Extend the opinion piece on journalists killed in the Gaza war, picking up right after its final sentence.

• Passage to read:
—————
OPINION: Israel’s war on Gaza the deadliest in journalism history
Ryan Montgomery, Contributor
For 23 long months, since the attacks of Oct. 7, 2023, the Israeli Defence Force (IDF) has been invading Gaza, bringing immeasurable havoc and damage to the Strip. In a war so one-sided, where one nation holds uncontested military dominance over the other, the IDF can attack with impunity.
One defence for the unarmed is the arena of public opinion and the journalists who fight in it, which is why this fact is so alarming to face: for journalists, this conflict is the deadliest in the history of documented war correspondence.
On Aug. 25, the IDF attacked Nasser Hospital in Khan Yunis, the second largest city in the Gaza Strip. According to the Associated Press, the IDF struck the hospital using high-explosive tank rounds and did so without warning. The attack killed 22 people, including relatives of the patients, healthcare workers, rescue workers, and four journalists. A well-known gathering spot for journalists, the hospital was targeted by the IDF because they believed it harboured “suspicious behaviour.”
The behaviour in question, as explained by Israeli officials, was a camera perched on the roof of the hospital—what the IDF thought was being used by Hamas for intelligence gathering.
In short, they saw a camera, shot at the hospital with a tank, and killed 22 innocent people. It seems the “best trained military” in the Middle East has a hard time distinguishing between a camera and a rifle.
—————
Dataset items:

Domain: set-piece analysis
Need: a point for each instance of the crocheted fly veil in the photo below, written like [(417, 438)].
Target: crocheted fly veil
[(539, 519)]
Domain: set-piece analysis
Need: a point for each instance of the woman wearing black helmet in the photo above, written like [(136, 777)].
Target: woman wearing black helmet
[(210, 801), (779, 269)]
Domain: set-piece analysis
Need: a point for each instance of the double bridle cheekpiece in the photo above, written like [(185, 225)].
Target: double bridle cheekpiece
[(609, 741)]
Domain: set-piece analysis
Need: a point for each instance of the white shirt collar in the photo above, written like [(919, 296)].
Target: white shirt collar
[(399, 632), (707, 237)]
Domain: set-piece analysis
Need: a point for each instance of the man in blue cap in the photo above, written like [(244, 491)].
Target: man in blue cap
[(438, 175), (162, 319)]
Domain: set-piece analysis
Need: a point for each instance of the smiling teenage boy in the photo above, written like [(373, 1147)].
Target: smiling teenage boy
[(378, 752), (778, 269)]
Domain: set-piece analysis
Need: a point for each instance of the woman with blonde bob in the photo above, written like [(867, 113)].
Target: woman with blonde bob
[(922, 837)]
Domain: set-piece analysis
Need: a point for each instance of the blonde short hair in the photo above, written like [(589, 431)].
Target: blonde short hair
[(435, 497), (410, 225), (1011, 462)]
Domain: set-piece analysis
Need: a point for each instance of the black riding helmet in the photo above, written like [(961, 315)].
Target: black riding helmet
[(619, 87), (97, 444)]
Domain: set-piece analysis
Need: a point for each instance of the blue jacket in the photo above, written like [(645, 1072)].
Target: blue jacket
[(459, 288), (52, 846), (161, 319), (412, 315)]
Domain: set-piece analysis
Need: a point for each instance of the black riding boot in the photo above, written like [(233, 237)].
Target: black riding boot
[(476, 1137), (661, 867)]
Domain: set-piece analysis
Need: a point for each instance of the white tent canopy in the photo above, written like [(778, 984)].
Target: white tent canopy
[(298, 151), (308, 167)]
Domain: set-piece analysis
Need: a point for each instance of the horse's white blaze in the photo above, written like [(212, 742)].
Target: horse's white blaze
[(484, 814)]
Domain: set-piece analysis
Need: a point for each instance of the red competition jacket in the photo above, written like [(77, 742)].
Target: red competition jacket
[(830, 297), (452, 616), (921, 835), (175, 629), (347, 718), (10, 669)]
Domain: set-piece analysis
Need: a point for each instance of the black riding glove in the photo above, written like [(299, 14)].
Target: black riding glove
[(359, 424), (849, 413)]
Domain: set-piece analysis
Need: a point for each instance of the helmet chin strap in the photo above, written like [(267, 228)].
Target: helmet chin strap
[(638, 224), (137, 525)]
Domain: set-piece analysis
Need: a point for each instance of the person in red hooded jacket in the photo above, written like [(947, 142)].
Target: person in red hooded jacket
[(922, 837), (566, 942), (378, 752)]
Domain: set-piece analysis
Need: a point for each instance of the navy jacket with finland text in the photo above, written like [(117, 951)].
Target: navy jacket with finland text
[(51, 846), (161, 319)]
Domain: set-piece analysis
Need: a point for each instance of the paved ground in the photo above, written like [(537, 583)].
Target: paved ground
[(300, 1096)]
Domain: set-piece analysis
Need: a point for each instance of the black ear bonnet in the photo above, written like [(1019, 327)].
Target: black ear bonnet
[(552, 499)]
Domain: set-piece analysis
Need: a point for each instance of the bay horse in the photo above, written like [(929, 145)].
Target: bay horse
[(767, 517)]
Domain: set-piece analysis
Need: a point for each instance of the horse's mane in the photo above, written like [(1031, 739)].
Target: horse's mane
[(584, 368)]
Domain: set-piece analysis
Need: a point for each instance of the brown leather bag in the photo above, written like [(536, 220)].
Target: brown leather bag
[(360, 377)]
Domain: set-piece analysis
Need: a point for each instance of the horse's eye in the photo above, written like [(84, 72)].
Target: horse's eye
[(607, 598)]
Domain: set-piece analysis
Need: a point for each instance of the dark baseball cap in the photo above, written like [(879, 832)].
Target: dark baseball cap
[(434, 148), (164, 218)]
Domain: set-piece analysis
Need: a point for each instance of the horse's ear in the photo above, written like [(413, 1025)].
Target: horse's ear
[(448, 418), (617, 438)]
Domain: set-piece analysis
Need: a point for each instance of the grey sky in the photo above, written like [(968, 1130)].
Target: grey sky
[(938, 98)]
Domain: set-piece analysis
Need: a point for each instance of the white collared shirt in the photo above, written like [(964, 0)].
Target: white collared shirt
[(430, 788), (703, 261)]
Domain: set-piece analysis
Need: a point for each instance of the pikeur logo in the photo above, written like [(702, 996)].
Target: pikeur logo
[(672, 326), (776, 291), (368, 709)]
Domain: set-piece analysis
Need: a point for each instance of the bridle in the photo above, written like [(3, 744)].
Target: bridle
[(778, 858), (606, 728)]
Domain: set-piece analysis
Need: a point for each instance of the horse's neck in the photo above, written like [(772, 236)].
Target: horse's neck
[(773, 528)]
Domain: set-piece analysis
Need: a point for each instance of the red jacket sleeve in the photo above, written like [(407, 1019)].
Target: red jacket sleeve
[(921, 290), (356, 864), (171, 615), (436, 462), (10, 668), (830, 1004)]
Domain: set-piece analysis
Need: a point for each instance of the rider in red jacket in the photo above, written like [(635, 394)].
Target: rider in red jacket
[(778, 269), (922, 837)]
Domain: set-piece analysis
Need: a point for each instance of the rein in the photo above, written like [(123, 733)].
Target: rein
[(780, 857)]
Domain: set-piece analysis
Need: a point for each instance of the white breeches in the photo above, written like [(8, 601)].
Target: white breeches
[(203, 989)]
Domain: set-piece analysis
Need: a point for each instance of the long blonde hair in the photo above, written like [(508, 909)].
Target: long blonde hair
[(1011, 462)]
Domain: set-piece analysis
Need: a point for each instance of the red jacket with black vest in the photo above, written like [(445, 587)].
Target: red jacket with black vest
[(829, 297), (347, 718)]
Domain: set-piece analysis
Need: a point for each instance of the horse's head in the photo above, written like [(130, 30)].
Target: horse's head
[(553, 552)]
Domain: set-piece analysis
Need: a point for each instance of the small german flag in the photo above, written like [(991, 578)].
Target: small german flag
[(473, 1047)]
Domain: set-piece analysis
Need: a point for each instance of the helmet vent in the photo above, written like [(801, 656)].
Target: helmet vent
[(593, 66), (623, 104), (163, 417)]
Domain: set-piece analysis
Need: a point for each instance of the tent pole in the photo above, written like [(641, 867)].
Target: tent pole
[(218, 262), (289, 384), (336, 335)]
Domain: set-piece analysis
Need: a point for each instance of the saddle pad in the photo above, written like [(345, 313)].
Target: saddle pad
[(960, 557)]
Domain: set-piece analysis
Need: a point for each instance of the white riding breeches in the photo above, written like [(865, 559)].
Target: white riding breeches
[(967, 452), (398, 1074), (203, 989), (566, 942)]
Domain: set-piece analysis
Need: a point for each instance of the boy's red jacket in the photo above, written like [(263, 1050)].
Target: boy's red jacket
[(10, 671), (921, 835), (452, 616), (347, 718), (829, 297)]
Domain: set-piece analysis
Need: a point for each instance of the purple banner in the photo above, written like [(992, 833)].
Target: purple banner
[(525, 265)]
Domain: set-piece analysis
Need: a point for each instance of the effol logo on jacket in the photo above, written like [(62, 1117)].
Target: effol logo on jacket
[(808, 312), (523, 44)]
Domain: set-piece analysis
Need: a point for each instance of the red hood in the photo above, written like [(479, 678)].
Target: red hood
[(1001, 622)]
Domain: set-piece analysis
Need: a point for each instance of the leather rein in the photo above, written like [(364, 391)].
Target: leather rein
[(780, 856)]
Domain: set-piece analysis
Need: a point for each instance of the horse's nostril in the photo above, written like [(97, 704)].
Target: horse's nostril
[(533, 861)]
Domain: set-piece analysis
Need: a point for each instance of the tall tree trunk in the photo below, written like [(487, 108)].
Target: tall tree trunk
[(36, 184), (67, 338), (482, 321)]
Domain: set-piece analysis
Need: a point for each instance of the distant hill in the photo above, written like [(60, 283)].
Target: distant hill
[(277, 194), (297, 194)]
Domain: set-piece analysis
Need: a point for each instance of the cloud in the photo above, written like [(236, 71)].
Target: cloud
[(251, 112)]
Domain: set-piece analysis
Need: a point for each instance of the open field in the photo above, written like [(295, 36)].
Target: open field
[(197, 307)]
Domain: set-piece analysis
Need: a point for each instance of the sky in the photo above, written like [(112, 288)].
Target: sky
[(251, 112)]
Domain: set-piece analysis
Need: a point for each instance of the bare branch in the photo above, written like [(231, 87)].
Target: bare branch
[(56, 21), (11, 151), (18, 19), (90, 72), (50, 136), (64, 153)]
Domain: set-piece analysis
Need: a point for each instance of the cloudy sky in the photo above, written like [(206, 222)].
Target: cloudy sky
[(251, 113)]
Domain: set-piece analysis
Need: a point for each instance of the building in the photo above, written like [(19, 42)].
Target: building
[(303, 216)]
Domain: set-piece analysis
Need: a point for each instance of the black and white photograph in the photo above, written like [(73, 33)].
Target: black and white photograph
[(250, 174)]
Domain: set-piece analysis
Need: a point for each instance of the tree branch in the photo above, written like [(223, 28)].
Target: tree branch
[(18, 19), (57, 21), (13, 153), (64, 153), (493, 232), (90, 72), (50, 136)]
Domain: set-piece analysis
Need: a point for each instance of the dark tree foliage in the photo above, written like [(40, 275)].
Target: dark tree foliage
—————
• Expected answer:
Israeli Prime Minister Benjamin Netanyahu referred to the event as a “tragic mishap.” However, to call this incident a “mishap” downplays the staggering regularity of attacks like this in Gaza.
War correspondents—journalists sent to warzones to observe and report on conflict—have been killed at a staggering rate unseen in any other conflict in modern history. According to the International Federation of Journalists, as of Sept. 4, at least 221 journalists are confirmed as having been killed while reporting in Gaza, a number that Al Jazeera—a Qatar-based news organization—places even higher at 278.
So, how does this number compare to past wars? The Watson Institute for International & Public Affairs at Brown University lists the death counts of previous wars as such: 69 in both the First and Second World Wars, 17 in the Korean War, and 71 in the Vietnam War. Altogether, the number sits at 157 total deaths, which is approximately 64 fewer than in Gaza.
Perhaps the wars of yore are a poor comparison, or that the nature of journalism has changed in this century, and that there are significantly more journalists per capita, and thus, many more will be killed. To determine if this is the case, we can compare this to other conflicts in the information age, namely the ongoing Russo-Ukrainian war.
The three-year-long conflict between the two largest European countries has a colossal front line of nearly 2,000 kilometres, which has seen over two million soldiers in action. That number is almost identical to the total sum of casualties, not to mention the 10 million civilians who have fled and been displaced.
How many journalists have been killed in this titanic war? According to Reporters Without Borders, 13, which is just under six per cent of the total confirmed in Gaza.
So if modern warfare isn’t our answer for why so many journalists have been killed in Gaza, is it possible that Israel’s presence or policies have led to a higher death count?
Israel banned international journalists from covering the war in Gaza, which has led to news organizations relying almost entirely on local Palestinian residents and members of the media to provide information on the war. This has prompted Israel to repeatedly claim that Palestinian journalists are members of Hamas and, therefore, are active combatants and can be bombed fair and square.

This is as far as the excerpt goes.